Render as a numbered list the lines of the records from the line containing "task | indicate the camera with" through the last line of the records, omitting any blank lines.

Saved data entries

***

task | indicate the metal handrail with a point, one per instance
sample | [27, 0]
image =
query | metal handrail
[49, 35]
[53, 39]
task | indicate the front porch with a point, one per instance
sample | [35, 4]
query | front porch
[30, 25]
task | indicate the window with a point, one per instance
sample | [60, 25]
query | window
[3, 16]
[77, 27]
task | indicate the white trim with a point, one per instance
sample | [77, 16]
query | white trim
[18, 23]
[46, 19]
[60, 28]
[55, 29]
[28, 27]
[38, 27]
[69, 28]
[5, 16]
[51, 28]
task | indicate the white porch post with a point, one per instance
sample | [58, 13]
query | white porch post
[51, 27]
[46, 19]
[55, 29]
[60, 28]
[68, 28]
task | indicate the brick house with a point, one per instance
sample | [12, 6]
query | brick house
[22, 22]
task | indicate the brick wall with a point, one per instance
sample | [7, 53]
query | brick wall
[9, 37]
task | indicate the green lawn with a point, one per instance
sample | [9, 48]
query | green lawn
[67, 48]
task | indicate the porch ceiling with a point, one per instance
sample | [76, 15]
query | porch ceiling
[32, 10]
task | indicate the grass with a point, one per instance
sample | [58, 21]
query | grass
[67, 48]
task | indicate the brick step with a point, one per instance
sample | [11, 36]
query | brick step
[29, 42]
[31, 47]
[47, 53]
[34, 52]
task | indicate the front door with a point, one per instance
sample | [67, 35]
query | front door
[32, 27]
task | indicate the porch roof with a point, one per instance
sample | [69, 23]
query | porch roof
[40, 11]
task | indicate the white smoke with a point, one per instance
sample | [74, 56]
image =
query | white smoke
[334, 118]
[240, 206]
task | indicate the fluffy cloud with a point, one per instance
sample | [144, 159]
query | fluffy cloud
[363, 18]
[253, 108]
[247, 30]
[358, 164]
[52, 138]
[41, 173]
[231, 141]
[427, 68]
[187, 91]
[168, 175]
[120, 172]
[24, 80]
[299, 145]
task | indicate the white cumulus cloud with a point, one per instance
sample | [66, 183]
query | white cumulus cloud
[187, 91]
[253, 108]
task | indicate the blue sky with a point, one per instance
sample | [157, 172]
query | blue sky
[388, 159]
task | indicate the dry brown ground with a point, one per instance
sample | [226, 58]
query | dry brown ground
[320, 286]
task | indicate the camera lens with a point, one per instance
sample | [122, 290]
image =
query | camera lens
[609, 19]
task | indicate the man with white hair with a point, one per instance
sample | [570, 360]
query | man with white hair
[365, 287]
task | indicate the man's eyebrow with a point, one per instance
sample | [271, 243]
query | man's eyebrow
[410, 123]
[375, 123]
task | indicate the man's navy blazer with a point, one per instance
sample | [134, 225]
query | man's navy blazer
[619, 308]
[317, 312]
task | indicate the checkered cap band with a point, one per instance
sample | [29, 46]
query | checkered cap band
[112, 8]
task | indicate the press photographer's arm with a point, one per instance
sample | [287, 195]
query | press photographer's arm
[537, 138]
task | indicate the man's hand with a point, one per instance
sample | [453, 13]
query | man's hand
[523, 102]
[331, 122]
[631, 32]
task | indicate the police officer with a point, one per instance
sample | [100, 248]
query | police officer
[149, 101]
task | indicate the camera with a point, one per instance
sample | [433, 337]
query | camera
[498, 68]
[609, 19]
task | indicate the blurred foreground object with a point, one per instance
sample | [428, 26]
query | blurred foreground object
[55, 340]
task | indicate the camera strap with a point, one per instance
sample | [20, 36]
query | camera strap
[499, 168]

***

### FINAL ANSWER
1. task | indicate the camera with a point, one per instance
2. sample | [433, 337]
3. query | camera
4. [498, 68]
5. [609, 19]
6. task | indicate the blurred foreground object with a point, one per instance
7. sample | [428, 26]
8. query | blurred foreground object
9. [55, 340]
10. task | indicate the camera strap with a point, one per instance
11. sample | [20, 36]
12. query | camera strap
13. [499, 168]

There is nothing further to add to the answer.